_INSTRUCTIONS FOR THE TASK:_
Every line containing the string "window" should be returned from the records.

(Stored data)

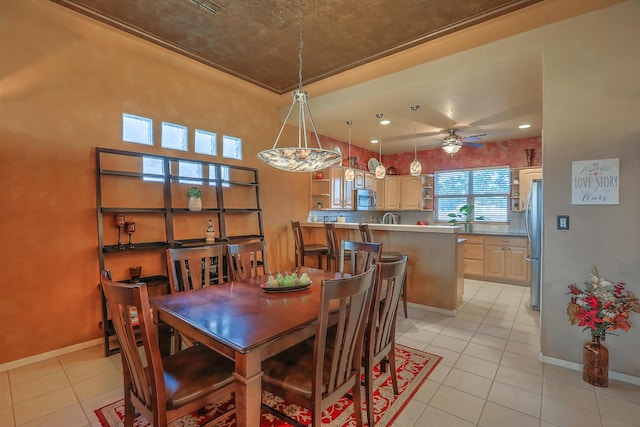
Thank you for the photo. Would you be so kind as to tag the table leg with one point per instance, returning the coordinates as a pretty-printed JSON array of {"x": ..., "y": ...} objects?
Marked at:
[{"x": 249, "y": 389}]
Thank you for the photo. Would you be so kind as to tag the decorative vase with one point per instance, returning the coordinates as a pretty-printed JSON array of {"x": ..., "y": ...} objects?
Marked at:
[
  {"x": 595, "y": 359},
  {"x": 195, "y": 203}
]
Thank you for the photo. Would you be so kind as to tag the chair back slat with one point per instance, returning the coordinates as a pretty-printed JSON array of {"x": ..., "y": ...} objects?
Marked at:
[
  {"x": 247, "y": 260},
  {"x": 353, "y": 297},
  {"x": 297, "y": 235},
  {"x": 131, "y": 315},
  {"x": 389, "y": 282},
  {"x": 194, "y": 268},
  {"x": 360, "y": 255},
  {"x": 365, "y": 234}
]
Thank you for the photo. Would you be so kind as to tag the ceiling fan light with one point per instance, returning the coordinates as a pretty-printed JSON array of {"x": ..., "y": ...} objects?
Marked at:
[
  {"x": 349, "y": 175},
  {"x": 415, "y": 168},
  {"x": 451, "y": 148}
]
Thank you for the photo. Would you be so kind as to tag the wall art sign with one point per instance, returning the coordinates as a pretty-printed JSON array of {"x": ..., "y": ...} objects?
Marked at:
[{"x": 595, "y": 182}]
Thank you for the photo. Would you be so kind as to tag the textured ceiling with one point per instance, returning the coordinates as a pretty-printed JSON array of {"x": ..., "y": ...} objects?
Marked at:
[
  {"x": 412, "y": 50},
  {"x": 258, "y": 40}
]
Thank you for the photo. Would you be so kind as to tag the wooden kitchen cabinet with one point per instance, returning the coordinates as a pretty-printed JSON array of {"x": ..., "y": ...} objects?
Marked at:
[
  {"x": 504, "y": 259},
  {"x": 521, "y": 185},
  {"x": 369, "y": 181},
  {"x": 473, "y": 255},
  {"x": 427, "y": 192},
  {"x": 410, "y": 196},
  {"x": 392, "y": 192},
  {"x": 347, "y": 193},
  {"x": 335, "y": 175},
  {"x": 380, "y": 186},
  {"x": 359, "y": 180}
]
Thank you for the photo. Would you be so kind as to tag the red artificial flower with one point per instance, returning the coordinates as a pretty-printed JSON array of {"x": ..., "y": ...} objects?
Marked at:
[
  {"x": 592, "y": 301},
  {"x": 620, "y": 322},
  {"x": 589, "y": 318}
]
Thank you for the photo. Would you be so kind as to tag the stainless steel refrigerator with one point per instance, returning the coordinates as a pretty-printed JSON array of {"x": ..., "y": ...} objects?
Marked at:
[{"x": 533, "y": 225}]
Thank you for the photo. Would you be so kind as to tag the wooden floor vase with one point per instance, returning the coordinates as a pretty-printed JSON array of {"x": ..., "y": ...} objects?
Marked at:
[{"x": 596, "y": 363}]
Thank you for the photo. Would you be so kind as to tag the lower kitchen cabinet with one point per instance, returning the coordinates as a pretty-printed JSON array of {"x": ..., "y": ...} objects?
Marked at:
[
  {"x": 505, "y": 259},
  {"x": 473, "y": 255},
  {"x": 501, "y": 259}
]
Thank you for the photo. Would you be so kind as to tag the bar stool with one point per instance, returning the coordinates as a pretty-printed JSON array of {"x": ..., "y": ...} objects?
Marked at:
[
  {"x": 387, "y": 256},
  {"x": 311, "y": 249},
  {"x": 334, "y": 247}
]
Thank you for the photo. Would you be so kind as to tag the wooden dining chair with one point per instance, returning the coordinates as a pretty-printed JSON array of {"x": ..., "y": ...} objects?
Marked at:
[
  {"x": 247, "y": 260},
  {"x": 303, "y": 250},
  {"x": 360, "y": 256},
  {"x": 380, "y": 335},
  {"x": 333, "y": 245},
  {"x": 316, "y": 374},
  {"x": 161, "y": 389},
  {"x": 193, "y": 268},
  {"x": 386, "y": 256}
]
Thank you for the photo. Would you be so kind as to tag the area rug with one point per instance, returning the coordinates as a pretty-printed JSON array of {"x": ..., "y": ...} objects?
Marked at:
[{"x": 414, "y": 367}]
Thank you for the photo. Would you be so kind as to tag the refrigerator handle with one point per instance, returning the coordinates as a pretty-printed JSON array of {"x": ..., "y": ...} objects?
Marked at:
[{"x": 527, "y": 217}]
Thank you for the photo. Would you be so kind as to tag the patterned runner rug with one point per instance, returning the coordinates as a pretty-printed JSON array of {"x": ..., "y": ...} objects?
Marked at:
[{"x": 414, "y": 366}]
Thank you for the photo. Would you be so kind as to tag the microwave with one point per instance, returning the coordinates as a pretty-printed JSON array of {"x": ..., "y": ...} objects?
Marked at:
[{"x": 364, "y": 200}]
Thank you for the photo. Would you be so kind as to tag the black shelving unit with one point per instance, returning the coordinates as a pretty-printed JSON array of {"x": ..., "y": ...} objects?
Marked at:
[{"x": 233, "y": 201}]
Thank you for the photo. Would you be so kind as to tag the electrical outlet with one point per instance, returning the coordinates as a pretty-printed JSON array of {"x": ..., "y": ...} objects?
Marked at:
[{"x": 563, "y": 222}]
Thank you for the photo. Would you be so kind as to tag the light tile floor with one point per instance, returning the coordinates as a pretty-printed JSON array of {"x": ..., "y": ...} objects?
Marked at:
[{"x": 490, "y": 375}]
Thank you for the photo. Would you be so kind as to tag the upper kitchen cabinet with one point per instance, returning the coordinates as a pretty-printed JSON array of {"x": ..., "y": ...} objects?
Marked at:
[
  {"x": 427, "y": 192},
  {"x": 392, "y": 192},
  {"x": 380, "y": 196},
  {"x": 411, "y": 189},
  {"x": 329, "y": 190},
  {"x": 369, "y": 181},
  {"x": 521, "y": 185}
]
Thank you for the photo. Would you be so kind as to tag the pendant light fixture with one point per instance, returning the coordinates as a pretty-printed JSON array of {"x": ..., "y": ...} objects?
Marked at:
[
  {"x": 415, "y": 168},
  {"x": 302, "y": 158},
  {"x": 380, "y": 171},
  {"x": 349, "y": 174}
]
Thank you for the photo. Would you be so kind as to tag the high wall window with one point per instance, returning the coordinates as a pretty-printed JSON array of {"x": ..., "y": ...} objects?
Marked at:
[
  {"x": 136, "y": 129},
  {"x": 192, "y": 170},
  {"x": 152, "y": 166},
  {"x": 231, "y": 147},
  {"x": 487, "y": 189},
  {"x": 174, "y": 136},
  {"x": 206, "y": 142},
  {"x": 224, "y": 172}
]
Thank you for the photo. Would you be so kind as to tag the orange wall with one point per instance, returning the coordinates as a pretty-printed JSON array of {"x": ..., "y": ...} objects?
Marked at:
[{"x": 65, "y": 81}]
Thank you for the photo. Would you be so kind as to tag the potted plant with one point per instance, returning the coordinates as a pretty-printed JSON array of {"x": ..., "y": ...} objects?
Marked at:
[
  {"x": 195, "y": 199},
  {"x": 464, "y": 216}
]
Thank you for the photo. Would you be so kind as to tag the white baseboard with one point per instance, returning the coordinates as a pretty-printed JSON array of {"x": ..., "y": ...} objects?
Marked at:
[
  {"x": 578, "y": 367},
  {"x": 429, "y": 308},
  {"x": 48, "y": 355}
]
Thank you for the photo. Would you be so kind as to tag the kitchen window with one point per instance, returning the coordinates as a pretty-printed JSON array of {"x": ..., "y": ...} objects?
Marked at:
[{"x": 487, "y": 189}]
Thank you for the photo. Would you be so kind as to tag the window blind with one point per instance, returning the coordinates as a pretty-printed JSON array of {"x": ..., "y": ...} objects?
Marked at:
[{"x": 487, "y": 189}]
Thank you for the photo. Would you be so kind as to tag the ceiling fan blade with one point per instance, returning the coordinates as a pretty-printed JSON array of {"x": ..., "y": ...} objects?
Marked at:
[
  {"x": 472, "y": 144},
  {"x": 475, "y": 137}
]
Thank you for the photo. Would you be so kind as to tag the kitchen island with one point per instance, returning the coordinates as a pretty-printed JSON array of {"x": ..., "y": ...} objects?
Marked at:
[{"x": 435, "y": 271}]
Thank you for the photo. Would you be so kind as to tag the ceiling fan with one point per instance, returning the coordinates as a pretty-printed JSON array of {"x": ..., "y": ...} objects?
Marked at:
[{"x": 452, "y": 142}]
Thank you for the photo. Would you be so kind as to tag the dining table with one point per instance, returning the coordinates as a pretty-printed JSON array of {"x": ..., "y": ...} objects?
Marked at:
[{"x": 247, "y": 322}]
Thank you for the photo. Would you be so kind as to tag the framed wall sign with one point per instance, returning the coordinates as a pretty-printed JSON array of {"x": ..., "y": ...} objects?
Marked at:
[{"x": 595, "y": 182}]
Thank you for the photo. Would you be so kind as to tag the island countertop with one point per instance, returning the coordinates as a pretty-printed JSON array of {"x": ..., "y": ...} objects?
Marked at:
[
  {"x": 449, "y": 229},
  {"x": 435, "y": 270}
]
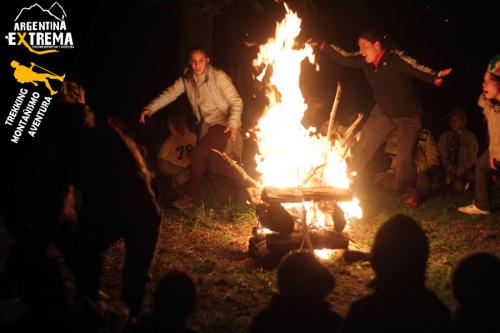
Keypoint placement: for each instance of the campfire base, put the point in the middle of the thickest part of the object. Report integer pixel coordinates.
(269, 248)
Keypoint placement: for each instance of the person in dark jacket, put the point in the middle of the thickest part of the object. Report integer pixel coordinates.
(458, 148)
(389, 74)
(300, 306)
(400, 301)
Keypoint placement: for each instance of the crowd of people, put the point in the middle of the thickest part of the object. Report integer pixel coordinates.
(95, 187)
(419, 166)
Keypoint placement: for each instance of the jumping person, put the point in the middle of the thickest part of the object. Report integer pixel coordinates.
(216, 104)
(389, 73)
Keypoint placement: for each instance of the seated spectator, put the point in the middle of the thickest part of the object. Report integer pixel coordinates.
(174, 157)
(300, 306)
(174, 303)
(429, 177)
(475, 286)
(400, 301)
(458, 148)
(488, 164)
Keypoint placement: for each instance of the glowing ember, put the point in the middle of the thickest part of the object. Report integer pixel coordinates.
(289, 155)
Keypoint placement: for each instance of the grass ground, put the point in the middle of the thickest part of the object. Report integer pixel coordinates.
(211, 243)
(211, 240)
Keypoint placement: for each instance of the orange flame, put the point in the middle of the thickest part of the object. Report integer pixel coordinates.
(289, 154)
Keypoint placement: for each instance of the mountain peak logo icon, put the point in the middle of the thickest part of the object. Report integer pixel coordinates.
(56, 11)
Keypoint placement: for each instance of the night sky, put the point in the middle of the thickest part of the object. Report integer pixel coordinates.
(126, 52)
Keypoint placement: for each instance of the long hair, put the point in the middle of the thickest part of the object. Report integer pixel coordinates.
(188, 73)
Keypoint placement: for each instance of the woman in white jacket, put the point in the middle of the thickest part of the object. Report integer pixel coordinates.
(216, 105)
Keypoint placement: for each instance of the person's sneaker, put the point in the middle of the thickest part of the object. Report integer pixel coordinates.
(183, 202)
(472, 210)
(410, 200)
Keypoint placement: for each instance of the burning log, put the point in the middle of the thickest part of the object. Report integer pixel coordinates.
(334, 111)
(276, 218)
(235, 170)
(300, 194)
(269, 248)
(339, 221)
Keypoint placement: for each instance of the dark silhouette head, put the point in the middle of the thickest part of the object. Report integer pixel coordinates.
(399, 253)
(175, 295)
(300, 274)
(71, 92)
(476, 280)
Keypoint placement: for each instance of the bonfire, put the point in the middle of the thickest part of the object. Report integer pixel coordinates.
(303, 198)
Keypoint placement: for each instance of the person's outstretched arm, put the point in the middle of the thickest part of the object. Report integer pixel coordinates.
(340, 56)
(166, 97)
(421, 72)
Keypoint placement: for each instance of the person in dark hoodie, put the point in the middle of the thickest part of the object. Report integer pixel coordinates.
(174, 302)
(400, 301)
(389, 74)
(476, 289)
(458, 148)
(300, 306)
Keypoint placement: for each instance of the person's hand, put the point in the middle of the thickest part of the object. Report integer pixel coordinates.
(232, 133)
(145, 112)
(492, 164)
(314, 43)
(440, 75)
(444, 72)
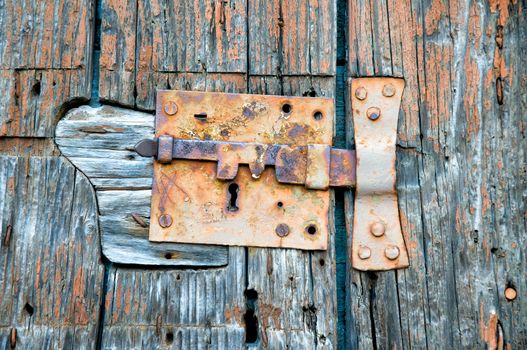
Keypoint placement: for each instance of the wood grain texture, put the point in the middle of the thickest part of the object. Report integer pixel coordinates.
(50, 258)
(296, 290)
(461, 173)
(100, 143)
(45, 59)
(177, 309)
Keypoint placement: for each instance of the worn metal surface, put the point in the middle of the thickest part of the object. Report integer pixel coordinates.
(315, 166)
(254, 209)
(378, 243)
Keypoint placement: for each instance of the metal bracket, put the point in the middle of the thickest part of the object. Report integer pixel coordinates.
(377, 242)
(213, 181)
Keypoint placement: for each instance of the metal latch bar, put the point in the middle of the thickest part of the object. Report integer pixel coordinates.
(315, 166)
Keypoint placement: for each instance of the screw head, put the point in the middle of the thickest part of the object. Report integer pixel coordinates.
(510, 293)
(388, 90)
(282, 230)
(391, 252)
(165, 220)
(361, 93)
(364, 252)
(170, 108)
(373, 113)
(377, 229)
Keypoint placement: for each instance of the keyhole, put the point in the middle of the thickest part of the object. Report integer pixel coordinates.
(233, 197)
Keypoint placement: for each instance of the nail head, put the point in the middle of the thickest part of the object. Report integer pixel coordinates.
(388, 90)
(170, 108)
(373, 113)
(364, 252)
(361, 93)
(377, 229)
(282, 230)
(165, 220)
(391, 252)
(510, 293)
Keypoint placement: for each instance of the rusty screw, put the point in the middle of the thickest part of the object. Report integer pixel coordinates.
(165, 220)
(361, 93)
(373, 113)
(388, 90)
(377, 229)
(170, 108)
(364, 252)
(391, 252)
(510, 293)
(282, 230)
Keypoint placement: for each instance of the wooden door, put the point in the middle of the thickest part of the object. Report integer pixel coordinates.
(79, 79)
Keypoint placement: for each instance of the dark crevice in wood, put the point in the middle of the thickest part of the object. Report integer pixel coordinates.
(250, 317)
(101, 315)
(96, 53)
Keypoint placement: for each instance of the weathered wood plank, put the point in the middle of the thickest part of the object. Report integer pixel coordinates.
(144, 40)
(45, 58)
(50, 284)
(100, 141)
(179, 309)
(456, 193)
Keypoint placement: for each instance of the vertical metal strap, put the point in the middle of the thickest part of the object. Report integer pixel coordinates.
(378, 242)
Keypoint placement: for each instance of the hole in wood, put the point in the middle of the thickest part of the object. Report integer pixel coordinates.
(29, 309)
(169, 338)
(35, 90)
(250, 319)
(287, 108)
(311, 229)
(202, 117)
(234, 189)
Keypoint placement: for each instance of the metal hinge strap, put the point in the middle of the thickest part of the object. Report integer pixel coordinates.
(315, 166)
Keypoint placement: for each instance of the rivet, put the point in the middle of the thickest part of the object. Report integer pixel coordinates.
(388, 90)
(170, 108)
(165, 220)
(391, 252)
(361, 93)
(377, 229)
(373, 113)
(510, 293)
(282, 230)
(364, 252)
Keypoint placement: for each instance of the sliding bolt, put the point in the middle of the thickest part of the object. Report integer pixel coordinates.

_THE COMPLETED TASK:_
Thank you for the photo. Would you be so kind as to tag the high wall window with one point per instance, returning the coordinates as a pretty-printed JSON array of {"x": ..., "y": ...} objects?
Thank you for the photo. Would you be so kind as to tag the kitchen window with one point per instance, returning the coordinates as a pretty-printed JSON array of {"x": ..., "y": ...} objects?
Thank you for the photo. Would you be so kind as to tag the window blind with one point per instance, returning the coordinates as a pretty-printed JSON array of {"x": ..., "y": ...} objects?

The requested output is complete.